((
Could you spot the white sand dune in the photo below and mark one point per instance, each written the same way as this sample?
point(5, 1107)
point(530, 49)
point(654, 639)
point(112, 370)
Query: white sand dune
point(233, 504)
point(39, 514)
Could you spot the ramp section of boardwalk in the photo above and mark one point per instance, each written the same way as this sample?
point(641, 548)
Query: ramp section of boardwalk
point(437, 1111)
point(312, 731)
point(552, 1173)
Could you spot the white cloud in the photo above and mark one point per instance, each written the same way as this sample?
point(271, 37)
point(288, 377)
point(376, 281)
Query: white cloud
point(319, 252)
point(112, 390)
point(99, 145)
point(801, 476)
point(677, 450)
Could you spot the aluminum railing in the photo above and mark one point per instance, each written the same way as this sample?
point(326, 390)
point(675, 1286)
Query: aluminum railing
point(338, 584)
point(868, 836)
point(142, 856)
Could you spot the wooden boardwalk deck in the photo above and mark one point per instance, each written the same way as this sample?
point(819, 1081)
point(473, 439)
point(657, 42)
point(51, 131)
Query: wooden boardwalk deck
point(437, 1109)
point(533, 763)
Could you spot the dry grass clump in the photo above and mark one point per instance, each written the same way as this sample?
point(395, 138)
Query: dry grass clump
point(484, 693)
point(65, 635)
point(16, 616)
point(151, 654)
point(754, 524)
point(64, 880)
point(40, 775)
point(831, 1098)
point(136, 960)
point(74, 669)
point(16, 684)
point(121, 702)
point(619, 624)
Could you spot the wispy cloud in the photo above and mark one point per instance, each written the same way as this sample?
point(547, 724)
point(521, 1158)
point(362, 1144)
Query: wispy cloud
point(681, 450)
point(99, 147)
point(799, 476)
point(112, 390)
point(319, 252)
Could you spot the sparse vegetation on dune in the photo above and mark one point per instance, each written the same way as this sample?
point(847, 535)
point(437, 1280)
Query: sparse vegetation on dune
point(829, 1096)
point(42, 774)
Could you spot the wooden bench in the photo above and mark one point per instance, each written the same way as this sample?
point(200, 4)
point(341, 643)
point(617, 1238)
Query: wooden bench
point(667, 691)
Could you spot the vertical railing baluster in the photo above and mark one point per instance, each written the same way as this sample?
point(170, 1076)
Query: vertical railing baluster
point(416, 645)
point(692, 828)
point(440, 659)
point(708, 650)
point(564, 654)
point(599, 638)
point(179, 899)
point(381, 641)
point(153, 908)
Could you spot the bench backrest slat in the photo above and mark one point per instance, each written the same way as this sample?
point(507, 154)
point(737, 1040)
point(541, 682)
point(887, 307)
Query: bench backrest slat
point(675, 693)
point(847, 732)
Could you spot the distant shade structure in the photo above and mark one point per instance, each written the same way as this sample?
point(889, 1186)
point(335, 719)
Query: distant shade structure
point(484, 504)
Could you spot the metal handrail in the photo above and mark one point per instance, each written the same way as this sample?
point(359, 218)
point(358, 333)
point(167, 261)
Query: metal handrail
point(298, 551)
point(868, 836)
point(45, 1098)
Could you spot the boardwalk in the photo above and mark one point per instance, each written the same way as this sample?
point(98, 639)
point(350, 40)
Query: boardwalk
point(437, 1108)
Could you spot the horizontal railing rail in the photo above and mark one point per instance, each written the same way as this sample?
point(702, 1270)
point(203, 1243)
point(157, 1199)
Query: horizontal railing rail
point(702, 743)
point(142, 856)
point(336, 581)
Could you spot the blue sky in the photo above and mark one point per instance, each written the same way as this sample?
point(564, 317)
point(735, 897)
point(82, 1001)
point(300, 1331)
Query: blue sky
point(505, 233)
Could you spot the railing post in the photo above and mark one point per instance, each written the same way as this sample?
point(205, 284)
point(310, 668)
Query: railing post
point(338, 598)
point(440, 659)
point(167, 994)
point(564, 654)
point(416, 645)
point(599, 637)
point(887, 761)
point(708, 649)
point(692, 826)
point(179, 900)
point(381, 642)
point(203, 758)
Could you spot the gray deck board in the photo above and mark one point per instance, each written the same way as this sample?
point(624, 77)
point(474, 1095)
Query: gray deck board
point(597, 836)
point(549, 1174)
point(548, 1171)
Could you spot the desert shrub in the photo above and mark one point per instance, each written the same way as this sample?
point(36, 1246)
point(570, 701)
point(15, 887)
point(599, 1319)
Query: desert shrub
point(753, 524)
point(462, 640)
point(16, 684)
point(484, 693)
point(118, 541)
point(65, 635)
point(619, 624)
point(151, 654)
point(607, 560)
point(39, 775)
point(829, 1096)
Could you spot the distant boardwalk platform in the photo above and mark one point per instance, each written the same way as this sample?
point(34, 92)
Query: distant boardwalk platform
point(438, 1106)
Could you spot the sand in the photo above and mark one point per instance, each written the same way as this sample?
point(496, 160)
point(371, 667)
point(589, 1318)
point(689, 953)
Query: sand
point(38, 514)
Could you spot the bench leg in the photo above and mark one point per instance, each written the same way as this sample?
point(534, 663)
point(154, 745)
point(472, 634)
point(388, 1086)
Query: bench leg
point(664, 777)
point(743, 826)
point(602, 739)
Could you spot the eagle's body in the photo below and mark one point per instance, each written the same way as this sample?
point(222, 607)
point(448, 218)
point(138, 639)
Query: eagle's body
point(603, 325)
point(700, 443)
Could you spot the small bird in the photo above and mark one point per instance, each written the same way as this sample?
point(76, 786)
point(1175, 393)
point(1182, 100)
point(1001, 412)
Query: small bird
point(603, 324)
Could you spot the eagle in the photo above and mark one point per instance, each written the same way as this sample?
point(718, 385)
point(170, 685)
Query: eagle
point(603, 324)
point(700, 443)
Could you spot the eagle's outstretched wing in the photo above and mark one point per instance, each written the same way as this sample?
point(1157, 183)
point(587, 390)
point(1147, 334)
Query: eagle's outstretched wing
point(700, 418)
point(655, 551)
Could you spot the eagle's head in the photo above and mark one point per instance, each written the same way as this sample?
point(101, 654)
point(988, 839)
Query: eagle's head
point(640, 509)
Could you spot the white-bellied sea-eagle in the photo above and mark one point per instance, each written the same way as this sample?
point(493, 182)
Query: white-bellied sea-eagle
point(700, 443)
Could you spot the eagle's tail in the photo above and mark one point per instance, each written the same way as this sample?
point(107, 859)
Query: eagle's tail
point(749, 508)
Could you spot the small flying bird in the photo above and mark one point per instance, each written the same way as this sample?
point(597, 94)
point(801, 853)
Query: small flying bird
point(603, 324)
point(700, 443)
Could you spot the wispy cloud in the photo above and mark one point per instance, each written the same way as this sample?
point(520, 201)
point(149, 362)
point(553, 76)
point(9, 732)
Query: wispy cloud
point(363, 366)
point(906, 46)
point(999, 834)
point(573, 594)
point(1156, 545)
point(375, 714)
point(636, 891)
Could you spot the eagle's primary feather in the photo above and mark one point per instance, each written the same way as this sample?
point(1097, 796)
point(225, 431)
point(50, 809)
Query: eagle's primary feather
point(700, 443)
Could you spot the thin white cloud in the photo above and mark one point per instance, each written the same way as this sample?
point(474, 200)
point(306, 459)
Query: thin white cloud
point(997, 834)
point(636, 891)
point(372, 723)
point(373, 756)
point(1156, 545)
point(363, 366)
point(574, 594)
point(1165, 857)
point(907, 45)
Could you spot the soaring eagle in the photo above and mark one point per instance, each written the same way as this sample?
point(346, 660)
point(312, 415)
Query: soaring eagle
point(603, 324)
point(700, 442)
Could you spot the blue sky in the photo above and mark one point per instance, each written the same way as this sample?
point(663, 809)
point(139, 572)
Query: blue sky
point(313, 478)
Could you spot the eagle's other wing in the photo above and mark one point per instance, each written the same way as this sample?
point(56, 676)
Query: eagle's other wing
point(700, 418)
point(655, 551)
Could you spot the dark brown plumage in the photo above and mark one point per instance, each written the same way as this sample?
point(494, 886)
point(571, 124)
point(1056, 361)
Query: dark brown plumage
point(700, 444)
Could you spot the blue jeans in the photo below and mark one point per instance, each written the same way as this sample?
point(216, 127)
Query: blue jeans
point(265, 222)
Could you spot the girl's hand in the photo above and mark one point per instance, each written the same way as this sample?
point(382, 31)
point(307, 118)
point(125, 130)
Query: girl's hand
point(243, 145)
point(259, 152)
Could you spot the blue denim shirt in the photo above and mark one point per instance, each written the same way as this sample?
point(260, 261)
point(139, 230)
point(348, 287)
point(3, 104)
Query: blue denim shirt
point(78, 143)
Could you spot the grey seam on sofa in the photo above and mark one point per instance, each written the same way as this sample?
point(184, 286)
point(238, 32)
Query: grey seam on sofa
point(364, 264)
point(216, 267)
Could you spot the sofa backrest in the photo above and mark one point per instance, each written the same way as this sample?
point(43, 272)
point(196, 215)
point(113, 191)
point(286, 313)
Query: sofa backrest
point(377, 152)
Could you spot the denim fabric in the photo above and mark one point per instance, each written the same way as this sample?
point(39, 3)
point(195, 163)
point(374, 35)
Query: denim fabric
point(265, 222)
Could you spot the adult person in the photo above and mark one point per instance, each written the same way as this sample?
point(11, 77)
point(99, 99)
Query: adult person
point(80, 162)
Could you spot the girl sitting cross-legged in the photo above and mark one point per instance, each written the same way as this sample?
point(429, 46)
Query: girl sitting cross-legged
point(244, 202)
))
What to work on:
Reproduce the lines of the records above word for word, starting at the line containing "Could you spot the boardwalk" and ending at the line containing "point(548, 1171)", both included.

Full answer:
Could you spot the boardwalk in the photo above and mark one point per instance, each written the same way as this sample?
point(98, 639)
point(350, 40)
Query: boardwalk
point(437, 1108)
Could you spot the horizontal railing rail in the photo above and mark one point per instance, each written the same way as this sample?
point(702, 1270)
point(203, 1243)
point(157, 1199)
Query: horizontal railing rail
point(702, 743)
point(142, 856)
point(336, 581)
Could you spot the blue sky in the photo above and mark one point per instance, each written the same way as this sample?
point(564, 317)
point(735, 897)
point(82, 1001)
point(300, 1331)
Query: blue sky
point(505, 233)
Could you spot the railing post in the photo above and mark one point per instance, each written the same way as this sample?
point(205, 284)
point(310, 668)
Query: railing post
point(338, 598)
point(440, 659)
point(167, 994)
point(564, 654)
point(416, 645)
point(599, 637)
point(887, 761)
point(708, 649)
point(692, 826)
point(179, 900)
point(381, 642)
point(203, 758)
Could you spot the gray deck board in the photo above and mark one point per instance, each written the same way as this sample?
point(624, 77)
point(474, 1095)
Query: gray deck board
point(597, 836)
point(549, 1174)
point(548, 1171)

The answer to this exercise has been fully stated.